**REQUIRED WORK**
Search the data for the word "query" and copy each line that has it.

**EXTRACTED INFORMATION**

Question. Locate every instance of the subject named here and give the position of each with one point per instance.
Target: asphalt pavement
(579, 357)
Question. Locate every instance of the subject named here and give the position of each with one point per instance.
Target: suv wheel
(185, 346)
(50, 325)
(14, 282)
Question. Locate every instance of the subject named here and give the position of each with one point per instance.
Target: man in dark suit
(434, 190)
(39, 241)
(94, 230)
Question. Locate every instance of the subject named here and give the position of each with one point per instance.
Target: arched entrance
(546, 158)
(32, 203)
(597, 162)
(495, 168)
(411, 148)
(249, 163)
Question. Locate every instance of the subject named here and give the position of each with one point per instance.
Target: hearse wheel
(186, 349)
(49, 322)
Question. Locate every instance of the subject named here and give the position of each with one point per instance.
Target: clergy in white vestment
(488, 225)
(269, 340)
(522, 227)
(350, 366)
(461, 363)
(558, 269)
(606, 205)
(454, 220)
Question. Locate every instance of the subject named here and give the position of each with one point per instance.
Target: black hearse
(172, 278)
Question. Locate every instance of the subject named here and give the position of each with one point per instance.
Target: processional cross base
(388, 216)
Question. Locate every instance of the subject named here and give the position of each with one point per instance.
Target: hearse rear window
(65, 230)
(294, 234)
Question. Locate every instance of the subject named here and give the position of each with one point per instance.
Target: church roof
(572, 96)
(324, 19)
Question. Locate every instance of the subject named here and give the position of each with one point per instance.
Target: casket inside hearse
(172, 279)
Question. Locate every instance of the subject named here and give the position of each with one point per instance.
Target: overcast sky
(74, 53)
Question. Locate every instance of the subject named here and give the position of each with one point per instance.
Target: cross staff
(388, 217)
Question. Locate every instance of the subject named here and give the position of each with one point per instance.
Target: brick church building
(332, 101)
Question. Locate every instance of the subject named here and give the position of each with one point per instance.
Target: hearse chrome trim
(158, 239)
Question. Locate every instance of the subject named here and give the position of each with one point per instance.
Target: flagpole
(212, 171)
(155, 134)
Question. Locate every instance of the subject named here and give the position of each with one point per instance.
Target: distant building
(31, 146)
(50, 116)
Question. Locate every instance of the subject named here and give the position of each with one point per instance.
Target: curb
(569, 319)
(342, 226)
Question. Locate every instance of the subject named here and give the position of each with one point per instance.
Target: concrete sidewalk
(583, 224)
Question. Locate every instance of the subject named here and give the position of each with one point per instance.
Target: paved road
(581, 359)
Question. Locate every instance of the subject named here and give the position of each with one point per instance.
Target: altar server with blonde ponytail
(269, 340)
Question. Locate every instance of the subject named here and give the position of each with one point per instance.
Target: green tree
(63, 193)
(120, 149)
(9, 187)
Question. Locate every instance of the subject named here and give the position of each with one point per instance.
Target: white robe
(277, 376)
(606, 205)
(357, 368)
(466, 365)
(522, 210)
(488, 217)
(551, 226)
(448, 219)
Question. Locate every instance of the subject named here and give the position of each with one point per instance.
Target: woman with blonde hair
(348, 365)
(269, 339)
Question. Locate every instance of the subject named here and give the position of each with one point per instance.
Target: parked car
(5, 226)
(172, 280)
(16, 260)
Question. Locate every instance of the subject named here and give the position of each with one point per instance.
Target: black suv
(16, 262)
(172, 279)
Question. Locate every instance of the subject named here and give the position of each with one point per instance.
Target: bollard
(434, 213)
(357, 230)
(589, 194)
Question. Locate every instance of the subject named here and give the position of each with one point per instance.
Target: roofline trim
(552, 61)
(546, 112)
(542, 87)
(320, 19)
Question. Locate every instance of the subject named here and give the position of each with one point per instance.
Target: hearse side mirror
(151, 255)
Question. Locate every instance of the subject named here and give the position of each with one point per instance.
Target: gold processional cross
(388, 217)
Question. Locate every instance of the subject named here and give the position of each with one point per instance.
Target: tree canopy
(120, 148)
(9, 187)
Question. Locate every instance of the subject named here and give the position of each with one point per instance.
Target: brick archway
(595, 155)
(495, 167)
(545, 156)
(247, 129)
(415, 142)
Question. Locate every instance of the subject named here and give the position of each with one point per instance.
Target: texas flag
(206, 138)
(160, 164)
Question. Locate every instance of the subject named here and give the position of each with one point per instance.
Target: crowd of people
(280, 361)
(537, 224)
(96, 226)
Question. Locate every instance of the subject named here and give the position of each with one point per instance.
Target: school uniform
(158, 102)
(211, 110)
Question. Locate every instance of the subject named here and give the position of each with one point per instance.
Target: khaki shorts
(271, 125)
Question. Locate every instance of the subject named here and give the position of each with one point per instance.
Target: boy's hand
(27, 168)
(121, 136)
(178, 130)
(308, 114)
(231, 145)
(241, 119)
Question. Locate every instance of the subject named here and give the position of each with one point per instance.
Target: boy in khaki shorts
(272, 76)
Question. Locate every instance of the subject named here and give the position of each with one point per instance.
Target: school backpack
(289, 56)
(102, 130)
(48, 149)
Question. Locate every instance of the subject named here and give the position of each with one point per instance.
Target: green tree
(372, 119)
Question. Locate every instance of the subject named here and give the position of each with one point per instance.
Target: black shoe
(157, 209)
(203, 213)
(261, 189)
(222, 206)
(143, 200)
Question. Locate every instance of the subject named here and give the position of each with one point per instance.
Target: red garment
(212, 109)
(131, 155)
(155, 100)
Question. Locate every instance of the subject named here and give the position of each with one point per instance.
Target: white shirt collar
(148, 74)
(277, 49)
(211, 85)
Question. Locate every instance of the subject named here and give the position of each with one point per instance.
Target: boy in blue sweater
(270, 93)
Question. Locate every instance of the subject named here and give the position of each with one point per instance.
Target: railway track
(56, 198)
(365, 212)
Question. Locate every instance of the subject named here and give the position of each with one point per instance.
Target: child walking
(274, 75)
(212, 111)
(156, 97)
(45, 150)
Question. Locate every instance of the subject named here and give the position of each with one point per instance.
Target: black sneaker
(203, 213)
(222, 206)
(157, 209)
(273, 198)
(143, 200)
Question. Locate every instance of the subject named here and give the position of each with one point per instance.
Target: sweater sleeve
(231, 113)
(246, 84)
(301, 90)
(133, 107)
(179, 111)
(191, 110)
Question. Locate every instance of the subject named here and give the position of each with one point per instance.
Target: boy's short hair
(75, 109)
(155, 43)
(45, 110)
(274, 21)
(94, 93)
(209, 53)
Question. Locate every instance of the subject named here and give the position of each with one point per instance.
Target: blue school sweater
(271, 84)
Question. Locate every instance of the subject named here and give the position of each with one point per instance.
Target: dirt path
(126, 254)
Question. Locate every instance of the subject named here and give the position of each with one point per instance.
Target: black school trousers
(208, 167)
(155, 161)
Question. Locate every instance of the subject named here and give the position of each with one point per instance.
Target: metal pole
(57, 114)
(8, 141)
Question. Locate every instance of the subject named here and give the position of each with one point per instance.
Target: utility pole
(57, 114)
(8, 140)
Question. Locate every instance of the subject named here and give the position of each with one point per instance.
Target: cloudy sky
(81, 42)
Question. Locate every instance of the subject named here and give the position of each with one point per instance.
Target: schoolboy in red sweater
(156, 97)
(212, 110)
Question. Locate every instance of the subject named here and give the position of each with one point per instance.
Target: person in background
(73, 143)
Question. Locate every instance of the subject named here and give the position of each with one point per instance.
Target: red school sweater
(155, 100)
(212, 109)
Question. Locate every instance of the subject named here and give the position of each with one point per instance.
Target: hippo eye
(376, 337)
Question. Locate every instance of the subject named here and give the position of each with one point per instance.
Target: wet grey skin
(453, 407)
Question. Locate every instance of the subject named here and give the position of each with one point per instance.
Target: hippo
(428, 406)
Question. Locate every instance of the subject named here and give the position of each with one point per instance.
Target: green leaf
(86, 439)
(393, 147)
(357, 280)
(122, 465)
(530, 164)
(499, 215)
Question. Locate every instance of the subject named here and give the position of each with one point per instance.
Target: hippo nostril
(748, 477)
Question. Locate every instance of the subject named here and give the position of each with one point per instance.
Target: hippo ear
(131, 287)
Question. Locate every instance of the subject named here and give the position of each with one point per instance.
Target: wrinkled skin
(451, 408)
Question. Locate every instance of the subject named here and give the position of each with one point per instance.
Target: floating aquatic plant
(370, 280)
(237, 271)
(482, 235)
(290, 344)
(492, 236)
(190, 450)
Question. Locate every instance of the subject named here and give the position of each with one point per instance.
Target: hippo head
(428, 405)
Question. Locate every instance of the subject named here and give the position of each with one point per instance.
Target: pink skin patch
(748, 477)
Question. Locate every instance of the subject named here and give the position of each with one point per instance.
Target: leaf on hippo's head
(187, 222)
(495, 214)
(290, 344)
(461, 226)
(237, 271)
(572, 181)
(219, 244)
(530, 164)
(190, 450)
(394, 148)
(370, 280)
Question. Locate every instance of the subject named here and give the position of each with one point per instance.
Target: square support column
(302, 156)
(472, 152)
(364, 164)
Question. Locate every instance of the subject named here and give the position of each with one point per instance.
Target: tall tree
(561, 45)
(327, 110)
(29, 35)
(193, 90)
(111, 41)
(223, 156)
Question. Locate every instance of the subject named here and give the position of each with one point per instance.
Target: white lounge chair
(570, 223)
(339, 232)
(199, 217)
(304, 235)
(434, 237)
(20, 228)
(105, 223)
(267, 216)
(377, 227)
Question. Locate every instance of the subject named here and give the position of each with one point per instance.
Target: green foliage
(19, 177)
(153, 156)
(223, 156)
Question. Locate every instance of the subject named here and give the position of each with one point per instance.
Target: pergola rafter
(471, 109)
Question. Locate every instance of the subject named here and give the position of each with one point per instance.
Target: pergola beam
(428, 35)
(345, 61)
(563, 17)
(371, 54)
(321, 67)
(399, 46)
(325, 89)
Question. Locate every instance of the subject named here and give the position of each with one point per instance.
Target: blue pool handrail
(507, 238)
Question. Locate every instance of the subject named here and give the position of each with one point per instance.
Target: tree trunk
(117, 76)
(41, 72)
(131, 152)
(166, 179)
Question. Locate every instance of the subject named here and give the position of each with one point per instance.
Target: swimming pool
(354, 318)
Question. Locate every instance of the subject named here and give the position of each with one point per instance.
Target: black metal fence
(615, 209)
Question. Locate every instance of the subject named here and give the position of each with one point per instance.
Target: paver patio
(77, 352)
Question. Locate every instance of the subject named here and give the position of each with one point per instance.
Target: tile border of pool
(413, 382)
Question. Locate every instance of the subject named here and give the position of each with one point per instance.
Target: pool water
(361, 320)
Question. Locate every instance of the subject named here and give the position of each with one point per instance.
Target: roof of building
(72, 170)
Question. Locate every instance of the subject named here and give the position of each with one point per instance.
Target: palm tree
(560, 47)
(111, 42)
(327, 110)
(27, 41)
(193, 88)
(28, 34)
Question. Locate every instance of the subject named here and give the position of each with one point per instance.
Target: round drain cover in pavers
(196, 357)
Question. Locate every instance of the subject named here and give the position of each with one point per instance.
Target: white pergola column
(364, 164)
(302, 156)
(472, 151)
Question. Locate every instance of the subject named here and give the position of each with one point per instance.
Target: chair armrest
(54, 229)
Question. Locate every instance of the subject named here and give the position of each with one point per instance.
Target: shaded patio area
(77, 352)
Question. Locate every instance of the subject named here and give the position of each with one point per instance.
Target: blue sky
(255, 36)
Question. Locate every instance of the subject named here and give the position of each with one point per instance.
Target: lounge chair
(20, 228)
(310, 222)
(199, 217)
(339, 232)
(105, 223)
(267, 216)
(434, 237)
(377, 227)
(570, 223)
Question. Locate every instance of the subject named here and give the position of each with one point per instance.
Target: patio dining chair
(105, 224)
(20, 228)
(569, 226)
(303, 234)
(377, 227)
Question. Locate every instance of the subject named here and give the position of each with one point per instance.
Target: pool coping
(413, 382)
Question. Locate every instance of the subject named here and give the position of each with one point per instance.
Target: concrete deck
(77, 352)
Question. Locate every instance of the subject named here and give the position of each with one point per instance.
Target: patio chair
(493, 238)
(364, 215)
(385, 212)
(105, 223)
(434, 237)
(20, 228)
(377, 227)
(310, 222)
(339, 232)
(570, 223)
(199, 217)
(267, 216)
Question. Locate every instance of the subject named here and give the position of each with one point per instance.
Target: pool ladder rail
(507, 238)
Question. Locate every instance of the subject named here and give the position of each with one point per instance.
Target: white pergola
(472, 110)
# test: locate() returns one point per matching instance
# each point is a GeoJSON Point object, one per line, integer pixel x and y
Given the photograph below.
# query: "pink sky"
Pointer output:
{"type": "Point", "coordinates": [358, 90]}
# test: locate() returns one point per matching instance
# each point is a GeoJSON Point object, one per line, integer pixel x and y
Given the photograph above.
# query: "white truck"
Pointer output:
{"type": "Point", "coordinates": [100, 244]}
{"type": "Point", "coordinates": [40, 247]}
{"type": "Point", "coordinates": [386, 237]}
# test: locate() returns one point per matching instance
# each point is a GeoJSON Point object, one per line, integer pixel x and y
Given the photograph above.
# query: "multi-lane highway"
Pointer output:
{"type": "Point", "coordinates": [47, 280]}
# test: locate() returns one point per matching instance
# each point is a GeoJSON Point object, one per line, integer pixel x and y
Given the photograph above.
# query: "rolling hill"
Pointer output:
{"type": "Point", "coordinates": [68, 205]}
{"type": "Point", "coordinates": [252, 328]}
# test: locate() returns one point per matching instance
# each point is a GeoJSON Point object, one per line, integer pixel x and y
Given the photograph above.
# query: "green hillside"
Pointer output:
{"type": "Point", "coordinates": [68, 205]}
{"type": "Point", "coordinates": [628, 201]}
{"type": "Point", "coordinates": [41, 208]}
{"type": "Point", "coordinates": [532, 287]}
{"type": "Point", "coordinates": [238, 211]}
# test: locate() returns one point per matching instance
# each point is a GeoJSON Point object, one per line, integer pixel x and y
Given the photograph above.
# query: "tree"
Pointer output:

**EXERCISE ANSWER**
# query: "pink sky"
# query: "white truck"
# query: "multi-lane highway"
# query: "rolling hill"
# query: "green hillside"
# query: "tree"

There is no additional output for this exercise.